— DIRECTIONS FOR THIS TASK —
Reproduce the records starting at the line that contains "of the woman" and running to the last line, exactly and in full.

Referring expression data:
-- Opening Marker --

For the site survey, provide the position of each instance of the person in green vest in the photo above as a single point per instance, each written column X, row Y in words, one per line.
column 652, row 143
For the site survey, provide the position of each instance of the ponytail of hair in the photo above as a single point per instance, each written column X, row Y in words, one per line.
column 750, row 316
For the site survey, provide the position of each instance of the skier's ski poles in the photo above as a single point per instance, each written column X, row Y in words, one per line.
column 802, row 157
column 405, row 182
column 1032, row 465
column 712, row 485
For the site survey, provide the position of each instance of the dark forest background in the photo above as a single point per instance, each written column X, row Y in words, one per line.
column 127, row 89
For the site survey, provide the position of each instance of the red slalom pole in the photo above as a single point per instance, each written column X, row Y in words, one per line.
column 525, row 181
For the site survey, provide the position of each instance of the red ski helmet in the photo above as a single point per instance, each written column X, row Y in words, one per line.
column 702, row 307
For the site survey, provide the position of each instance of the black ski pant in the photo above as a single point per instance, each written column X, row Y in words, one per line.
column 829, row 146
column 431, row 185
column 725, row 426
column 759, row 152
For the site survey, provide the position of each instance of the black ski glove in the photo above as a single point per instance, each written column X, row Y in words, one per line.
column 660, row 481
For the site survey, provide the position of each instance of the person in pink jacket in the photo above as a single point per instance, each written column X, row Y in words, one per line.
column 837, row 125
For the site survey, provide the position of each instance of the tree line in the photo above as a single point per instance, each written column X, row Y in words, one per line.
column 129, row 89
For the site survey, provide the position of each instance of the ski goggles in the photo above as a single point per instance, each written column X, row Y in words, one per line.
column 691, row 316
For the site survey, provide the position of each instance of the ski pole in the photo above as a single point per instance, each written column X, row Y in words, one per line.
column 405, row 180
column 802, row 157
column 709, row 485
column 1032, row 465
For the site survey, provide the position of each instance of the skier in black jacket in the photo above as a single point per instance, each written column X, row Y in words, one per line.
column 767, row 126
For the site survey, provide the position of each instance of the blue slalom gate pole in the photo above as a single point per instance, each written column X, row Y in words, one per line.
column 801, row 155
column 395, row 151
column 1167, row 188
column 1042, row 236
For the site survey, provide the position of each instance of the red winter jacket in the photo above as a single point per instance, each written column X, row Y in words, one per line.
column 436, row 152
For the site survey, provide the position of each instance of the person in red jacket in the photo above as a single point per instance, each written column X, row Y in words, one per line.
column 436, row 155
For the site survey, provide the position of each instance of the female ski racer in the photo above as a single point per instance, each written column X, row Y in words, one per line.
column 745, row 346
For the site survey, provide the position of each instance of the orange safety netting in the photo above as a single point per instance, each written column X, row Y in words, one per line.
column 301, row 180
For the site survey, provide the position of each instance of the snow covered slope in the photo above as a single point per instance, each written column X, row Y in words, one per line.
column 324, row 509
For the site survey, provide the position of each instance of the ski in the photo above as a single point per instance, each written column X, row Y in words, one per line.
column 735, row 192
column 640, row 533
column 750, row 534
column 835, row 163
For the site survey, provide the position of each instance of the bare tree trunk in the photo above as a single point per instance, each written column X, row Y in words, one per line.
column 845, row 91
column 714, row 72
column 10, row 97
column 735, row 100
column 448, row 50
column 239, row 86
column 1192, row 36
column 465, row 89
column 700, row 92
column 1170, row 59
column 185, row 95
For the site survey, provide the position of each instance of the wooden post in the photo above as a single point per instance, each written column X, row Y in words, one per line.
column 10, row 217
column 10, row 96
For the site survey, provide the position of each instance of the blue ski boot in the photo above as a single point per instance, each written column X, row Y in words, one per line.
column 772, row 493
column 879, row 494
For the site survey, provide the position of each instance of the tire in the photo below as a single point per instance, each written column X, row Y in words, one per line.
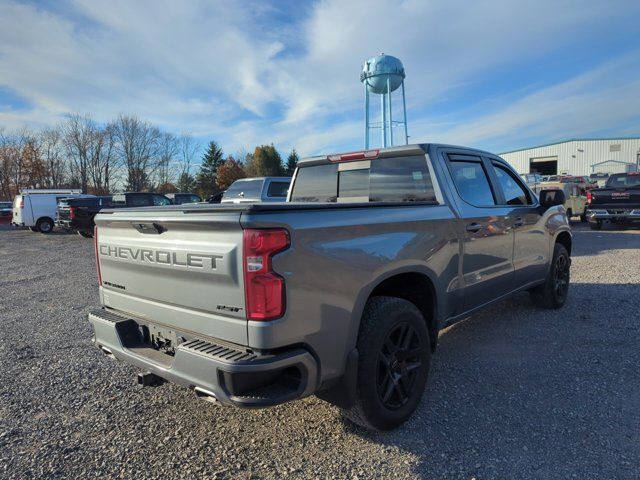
column 554, row 291
column 394, row 355
column 44, row 225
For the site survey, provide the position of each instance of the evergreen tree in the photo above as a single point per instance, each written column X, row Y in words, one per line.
column 292, row 162
column 206, row 178
column 267, row 162
column 186, row 183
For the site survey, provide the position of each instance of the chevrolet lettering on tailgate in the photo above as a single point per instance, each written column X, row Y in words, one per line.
column 161, row 257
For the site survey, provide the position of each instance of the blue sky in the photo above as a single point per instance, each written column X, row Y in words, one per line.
column 497, row 74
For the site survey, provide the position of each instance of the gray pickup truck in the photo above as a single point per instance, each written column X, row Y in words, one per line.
column 339, row 292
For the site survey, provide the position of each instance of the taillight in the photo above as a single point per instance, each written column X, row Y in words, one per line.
column 263, row 288
column 95, row 248
column 353, row 156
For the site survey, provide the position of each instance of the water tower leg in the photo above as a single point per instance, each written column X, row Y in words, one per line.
column 366, row 116
column 390, row 113
column 404, row 109
column 384, row 120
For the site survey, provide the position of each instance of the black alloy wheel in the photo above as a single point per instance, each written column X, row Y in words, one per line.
column 398, row 365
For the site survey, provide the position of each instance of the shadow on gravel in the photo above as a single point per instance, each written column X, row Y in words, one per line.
column 593, row 242
column 517, row 392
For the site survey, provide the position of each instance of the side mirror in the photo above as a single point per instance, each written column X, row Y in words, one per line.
column 550, row 198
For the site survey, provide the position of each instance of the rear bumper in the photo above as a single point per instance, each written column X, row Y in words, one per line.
column 227, row 374
column 632, row 215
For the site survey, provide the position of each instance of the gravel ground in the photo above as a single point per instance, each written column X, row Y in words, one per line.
column 514, row 392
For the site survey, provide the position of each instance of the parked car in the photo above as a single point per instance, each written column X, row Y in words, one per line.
column 36, row 208
column 261, row 189
column 217, row 198
column 599, row 178
column 6, row 213
column 532, row 180
column 180, row 198
column 618, row 202
column 575, row 202
column 80, row 217
column 340, row 292
column 76, row 214
column 583, row 182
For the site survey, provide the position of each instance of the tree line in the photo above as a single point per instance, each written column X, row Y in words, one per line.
column 126, row 154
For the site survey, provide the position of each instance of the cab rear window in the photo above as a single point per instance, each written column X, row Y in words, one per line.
column 395, row 179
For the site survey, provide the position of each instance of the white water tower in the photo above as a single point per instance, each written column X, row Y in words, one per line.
column 382, row 75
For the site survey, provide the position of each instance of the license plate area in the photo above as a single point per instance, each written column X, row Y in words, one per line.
column 162, row 339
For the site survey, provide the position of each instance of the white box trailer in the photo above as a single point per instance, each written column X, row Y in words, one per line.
column 36, row 208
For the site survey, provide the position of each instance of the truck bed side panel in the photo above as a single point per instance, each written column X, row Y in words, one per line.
column 336, row 259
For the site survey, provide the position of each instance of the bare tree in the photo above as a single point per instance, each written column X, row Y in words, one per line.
column 188, row 150
column 168, row 148
column 78, row 133
column 102, row 159
column 138, row 148
column 51, row 147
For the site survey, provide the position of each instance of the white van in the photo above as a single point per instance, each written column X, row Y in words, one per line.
column 36, row 208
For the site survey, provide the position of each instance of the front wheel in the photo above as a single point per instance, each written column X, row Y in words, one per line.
column 554, row 291
column 394, row 356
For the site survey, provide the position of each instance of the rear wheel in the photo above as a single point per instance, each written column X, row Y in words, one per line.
column 45, row 225
column 554, row 291
column 394, row 356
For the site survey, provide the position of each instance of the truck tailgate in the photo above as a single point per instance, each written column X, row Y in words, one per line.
column 178, row 269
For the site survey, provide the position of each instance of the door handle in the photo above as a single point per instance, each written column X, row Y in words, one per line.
column 474, row 227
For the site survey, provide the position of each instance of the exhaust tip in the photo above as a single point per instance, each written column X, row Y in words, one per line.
column 205, row 395
column 148, row 379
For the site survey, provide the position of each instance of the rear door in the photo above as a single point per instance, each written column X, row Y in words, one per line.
column 181, row 270
column 487, row 263
column 531, row 243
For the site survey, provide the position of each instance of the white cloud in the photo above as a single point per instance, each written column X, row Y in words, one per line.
column 225, row 70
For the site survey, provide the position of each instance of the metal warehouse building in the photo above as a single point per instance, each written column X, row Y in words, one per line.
column 578, row 157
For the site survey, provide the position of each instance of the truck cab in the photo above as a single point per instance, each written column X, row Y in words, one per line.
column 340, row 291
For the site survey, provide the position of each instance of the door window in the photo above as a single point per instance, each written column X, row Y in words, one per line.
column 514, row 192
column 472, row 182
column 278, row 189
column 159, row 200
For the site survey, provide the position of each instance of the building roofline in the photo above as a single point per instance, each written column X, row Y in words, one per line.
column 570, row 140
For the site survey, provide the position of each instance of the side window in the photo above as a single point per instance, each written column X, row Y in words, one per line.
column 159, row 200
column 316, row 184
column 471, row 181
column 403, row 179
column 514, row 192
column 139, row 201
column 353, row 183
column 278, row 189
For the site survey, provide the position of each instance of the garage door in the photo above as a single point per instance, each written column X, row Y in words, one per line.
column 544, row 165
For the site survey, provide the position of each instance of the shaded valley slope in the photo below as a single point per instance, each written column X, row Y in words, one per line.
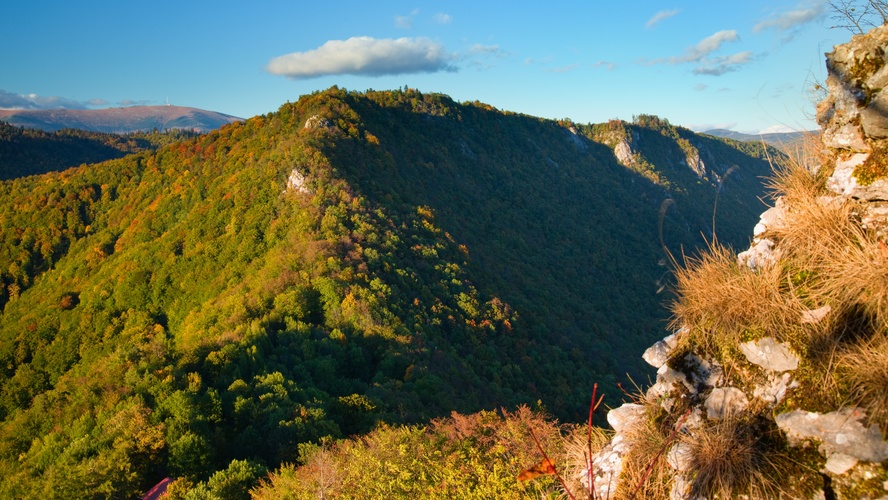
column 351, row 258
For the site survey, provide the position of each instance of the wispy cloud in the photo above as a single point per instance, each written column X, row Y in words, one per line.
column 717, row 66
column 707, row 46
column 562, row 69
column 701, row 55
column 792, row 19
column 132, row 102
column 703, row 127
column 404, row 22
column 365, row 56
column 10, row 100
column 661, row 16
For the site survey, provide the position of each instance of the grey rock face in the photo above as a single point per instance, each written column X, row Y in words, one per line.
column 840, row 431
column 770, row 355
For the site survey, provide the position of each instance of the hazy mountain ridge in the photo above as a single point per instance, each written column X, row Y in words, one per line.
column 445, row 257
column 27, row 151
column 119, row 120
column 778, row 139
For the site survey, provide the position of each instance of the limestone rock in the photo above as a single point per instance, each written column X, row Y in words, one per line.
column 839, row 463
column 760, row 255
column 657, row 354
column 844, row 183
column 814, row 316
column 679, row 457
column 847, row 136
column 724, row 402
column 840, row 431
column 775, row 389
column 296, row 182
column 625, row 416
column 874, row 118
column 770, row 355
column 624, row 155
column 315, row 121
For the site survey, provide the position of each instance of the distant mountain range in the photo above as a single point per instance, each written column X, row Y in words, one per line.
column 118, row 120
column 781, row 139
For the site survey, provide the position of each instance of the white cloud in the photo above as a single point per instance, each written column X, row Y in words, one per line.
column 701, row 55
column 777, row 129
column 708, row 45
column 10, row 100
column 661, row 16
column 562, row 69
column 792, row 19
column 718, row 66
column 406, row 22
column 703, row 127
column 365, row 56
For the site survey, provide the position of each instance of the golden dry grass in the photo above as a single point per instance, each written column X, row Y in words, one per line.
column 719, row 300
column 865, row 367
column 730, row 458
column 646, row 472
column 576, row 456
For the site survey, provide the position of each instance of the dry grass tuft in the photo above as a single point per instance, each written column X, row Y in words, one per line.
column 803, row 176
column 649, row 440
column 720, row 300
column 865, row 367
column 576, row 456
column 730, row 458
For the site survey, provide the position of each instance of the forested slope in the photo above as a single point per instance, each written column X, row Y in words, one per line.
column 172, row 311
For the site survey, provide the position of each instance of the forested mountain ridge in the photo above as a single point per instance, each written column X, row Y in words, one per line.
column 26, row 151
column 118, row 120
column 171, row 311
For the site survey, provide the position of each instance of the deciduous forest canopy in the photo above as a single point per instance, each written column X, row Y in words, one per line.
column 181, row 311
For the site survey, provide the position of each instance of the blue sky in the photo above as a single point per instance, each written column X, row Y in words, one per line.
column 746, row 65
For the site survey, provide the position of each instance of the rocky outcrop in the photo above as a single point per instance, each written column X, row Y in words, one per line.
column 756, row 381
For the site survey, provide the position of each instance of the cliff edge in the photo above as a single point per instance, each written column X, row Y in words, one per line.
column 775, row 380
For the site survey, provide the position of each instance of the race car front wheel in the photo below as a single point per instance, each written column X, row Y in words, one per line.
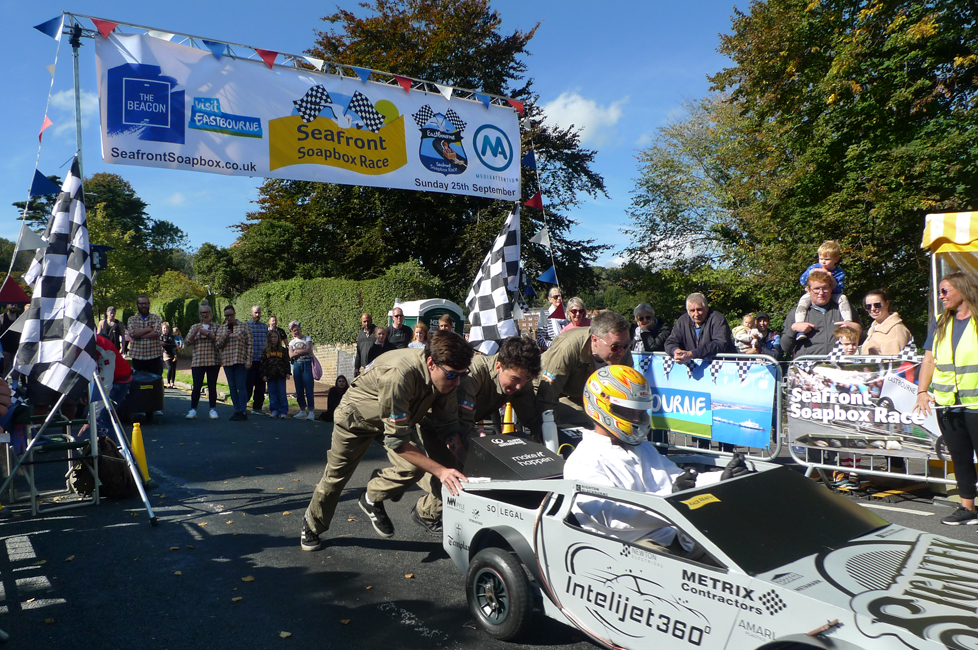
column 499, row 594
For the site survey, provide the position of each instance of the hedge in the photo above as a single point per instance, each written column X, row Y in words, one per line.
column 329, row 308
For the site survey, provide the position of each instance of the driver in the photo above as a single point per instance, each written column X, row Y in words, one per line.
column 617, row 454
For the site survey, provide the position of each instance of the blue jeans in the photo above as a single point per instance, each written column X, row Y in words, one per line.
column 278, row 402
column 237, row 378
column 305, row 389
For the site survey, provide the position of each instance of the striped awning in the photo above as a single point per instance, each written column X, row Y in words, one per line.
column 951, row 232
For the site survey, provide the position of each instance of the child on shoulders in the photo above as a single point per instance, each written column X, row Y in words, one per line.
column 829, row 254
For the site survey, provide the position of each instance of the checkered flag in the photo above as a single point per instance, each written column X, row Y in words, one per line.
column 490, row 313
column 456, row 121
column 371, row 118
column 909, row 351
column 57, row 346
column 311, row 104
column 715, row 366
column 743, row 368
column 643, row 361
column 667, row 364
column 423, row 116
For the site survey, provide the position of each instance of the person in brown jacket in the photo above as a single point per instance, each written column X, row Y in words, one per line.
column 887, row 335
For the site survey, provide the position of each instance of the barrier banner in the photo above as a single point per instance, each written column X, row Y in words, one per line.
column 859, row 406
column 168, row 105
column 730, row 400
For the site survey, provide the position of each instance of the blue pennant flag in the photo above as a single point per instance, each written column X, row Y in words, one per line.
column 42, row 185
column 51, row 27
column 549, row 276
column 217, row 49
column 363, row 73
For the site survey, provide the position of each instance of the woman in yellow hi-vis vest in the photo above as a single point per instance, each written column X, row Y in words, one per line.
column 949, row 377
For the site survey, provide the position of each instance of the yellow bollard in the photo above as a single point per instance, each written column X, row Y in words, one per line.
column 139, row 451
column 508, row 425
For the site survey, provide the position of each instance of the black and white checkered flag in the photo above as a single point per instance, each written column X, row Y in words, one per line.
column 423, row 116
column 311, row 104
column 57, row 346
column 456, row 121
column 490, row 313
column 715, row 366
column 361, row 105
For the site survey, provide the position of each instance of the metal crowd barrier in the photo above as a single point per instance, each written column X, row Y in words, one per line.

-- Closing Marker --

— FINAL ANSWER —
For the site survey, provide the position of each instance of the woman in yellow hi-vis vest in the photo above as a single point per instance, each written column X, row Y in words, one per line.
column 949, row 377
For the site survey, provide the position of each instance of the yellow bollard in the photo above as a single point per instance, each written column X, row Y in words, one per line.
column 139, row 451
column 508, row 425
For the site survey, provide the position of each instance of the black and white checkered flag in the photo above as a single point per instance, each written column X, row Y in words, one per line.
column 423, row 116
column 311, row 104
column 57, row 346
column 456, row 121
column 490, row 313
column 715, row 366
column 361, row 105
For the site survey, provide the position of each instance of the metal crowd barrier in the photo above as a single point per instance, each written column X, row Y in words, one per line.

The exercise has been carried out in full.